> **Problem requirements**: Your response must be made up of each line in the data below that contains the string "graph".

(Dataset entries)
__________
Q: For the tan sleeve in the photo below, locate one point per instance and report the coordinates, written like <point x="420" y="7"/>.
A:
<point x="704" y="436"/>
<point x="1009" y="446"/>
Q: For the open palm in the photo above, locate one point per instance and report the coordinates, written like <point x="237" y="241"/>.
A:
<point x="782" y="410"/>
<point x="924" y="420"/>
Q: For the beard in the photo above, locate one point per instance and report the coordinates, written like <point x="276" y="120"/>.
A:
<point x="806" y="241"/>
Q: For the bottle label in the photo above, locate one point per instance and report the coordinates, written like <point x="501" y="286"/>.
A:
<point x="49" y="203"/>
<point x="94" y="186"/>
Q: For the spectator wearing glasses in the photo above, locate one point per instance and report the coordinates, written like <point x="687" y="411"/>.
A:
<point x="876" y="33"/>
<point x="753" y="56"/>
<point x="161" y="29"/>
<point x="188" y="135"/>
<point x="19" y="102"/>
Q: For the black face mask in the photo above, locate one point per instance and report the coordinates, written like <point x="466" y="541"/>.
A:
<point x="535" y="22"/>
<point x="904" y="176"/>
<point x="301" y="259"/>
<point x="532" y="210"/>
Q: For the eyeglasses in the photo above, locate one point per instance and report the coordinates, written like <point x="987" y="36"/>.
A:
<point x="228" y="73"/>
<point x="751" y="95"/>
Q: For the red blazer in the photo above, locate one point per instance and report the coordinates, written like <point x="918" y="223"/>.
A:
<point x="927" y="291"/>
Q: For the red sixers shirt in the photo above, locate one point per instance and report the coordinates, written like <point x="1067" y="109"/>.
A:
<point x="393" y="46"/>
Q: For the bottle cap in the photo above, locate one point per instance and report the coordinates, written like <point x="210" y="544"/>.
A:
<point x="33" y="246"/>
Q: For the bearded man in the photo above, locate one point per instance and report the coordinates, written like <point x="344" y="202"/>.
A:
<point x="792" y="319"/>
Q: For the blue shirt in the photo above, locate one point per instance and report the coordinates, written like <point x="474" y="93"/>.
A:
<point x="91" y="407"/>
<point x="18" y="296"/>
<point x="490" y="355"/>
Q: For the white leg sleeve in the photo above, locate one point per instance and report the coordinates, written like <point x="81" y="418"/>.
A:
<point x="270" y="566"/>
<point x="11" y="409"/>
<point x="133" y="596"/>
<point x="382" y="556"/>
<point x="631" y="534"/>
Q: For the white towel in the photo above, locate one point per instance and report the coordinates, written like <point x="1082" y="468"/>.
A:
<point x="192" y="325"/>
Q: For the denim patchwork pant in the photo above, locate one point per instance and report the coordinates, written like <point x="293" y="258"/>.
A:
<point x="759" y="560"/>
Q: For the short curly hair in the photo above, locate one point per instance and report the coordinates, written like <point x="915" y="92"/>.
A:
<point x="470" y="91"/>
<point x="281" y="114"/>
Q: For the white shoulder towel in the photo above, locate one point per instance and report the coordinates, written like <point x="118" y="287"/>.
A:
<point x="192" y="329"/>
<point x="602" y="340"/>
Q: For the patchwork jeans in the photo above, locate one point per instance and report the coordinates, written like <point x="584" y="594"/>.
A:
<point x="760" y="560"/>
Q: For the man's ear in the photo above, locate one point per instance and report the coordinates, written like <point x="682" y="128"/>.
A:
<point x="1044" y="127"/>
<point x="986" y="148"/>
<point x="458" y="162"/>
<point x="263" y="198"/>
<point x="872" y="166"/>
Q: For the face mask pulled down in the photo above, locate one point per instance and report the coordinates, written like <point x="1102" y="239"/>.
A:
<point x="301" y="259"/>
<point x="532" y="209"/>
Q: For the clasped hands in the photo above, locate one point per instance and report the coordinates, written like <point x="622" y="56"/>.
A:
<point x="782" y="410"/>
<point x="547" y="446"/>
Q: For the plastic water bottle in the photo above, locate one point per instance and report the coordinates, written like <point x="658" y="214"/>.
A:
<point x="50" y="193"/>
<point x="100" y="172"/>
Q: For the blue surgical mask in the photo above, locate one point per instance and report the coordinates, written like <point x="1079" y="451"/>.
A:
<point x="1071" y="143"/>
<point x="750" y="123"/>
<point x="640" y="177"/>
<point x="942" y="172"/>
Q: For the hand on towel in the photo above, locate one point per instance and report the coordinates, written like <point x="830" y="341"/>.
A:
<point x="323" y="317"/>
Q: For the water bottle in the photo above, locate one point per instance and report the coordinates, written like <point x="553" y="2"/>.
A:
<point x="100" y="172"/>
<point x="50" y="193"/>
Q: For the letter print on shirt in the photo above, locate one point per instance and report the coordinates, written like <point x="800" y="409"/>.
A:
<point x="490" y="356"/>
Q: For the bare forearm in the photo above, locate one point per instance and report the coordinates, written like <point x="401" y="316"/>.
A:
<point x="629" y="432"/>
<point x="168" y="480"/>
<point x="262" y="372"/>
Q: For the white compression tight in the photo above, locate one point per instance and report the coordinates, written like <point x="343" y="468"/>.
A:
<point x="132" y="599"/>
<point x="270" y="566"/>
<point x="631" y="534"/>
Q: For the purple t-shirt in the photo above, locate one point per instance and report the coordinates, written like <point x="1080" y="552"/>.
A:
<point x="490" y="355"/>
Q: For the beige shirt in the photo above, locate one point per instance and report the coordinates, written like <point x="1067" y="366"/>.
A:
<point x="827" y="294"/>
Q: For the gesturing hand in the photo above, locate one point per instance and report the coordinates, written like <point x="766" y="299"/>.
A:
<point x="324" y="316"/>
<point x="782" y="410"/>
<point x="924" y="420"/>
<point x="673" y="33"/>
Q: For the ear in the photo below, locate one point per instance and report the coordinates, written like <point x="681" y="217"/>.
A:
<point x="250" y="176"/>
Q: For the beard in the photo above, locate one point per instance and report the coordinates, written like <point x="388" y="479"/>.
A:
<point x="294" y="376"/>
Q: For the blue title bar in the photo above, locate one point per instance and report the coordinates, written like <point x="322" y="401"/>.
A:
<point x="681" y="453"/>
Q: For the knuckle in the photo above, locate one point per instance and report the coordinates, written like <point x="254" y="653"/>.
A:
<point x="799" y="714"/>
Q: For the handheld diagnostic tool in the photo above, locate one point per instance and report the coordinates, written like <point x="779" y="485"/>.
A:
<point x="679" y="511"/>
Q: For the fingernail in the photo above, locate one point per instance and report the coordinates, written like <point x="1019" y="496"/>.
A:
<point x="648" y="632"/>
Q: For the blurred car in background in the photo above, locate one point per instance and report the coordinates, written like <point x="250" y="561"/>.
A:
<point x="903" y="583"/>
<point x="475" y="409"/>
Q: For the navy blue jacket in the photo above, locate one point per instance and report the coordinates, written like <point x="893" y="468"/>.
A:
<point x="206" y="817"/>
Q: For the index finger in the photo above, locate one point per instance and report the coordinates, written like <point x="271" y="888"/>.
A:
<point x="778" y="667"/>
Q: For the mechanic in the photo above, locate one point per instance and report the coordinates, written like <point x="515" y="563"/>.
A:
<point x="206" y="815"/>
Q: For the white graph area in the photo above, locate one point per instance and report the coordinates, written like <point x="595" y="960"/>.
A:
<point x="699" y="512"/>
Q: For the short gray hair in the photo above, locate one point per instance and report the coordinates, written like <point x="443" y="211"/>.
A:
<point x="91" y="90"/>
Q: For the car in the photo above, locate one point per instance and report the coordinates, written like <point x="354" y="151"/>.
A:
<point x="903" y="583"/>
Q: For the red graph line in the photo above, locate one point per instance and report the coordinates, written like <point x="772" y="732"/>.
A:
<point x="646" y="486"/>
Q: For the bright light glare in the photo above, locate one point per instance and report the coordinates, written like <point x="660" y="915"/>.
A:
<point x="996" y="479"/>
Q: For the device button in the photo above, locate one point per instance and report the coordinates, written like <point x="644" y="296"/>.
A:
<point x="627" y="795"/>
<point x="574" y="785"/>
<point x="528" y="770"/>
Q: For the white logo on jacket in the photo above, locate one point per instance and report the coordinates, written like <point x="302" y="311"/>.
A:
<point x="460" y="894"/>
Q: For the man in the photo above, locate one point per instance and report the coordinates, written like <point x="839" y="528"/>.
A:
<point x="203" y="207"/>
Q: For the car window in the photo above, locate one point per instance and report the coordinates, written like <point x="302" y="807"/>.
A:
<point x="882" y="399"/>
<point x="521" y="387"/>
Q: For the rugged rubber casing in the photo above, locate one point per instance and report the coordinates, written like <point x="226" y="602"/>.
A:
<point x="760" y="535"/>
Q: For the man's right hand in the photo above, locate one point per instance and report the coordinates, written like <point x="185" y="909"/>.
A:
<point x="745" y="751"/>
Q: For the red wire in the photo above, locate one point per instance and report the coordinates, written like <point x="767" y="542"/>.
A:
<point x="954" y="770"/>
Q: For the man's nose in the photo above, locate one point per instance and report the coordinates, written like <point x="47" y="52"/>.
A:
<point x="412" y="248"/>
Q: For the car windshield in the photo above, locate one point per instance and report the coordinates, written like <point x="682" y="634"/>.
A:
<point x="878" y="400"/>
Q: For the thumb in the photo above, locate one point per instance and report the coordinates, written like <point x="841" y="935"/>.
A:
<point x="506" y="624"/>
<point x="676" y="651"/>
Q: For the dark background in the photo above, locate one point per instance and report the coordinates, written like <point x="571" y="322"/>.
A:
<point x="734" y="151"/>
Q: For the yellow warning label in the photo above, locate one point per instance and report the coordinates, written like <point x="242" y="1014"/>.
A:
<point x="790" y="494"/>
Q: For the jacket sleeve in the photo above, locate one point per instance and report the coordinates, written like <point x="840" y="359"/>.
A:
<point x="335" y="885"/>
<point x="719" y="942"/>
__________
> **Solved exercise**:
Q: For the white graph area in the photo above, locate one point per instance and report the coordinates, written like <point x="595" y="960"/>.
Q: For the red graph line in the photo above, locate one point per instance and report the coordinates, written like <point x="772" y="732"/>.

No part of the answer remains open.